PROVIDED DATA:
------------

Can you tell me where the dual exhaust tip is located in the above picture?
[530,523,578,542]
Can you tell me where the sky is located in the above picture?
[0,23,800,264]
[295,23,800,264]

------------

YOUR TASK: Copy out each of the items above word for word, keeping them in their original order.

RESULT OF THIS EXERCISE:
Can you tell me where the dual exhaust tip is located in the above picture?
[530,523,578,542]
Can you tell me where the sky is located in the above picture?
[0,23,800,264]
[295,23,800,264]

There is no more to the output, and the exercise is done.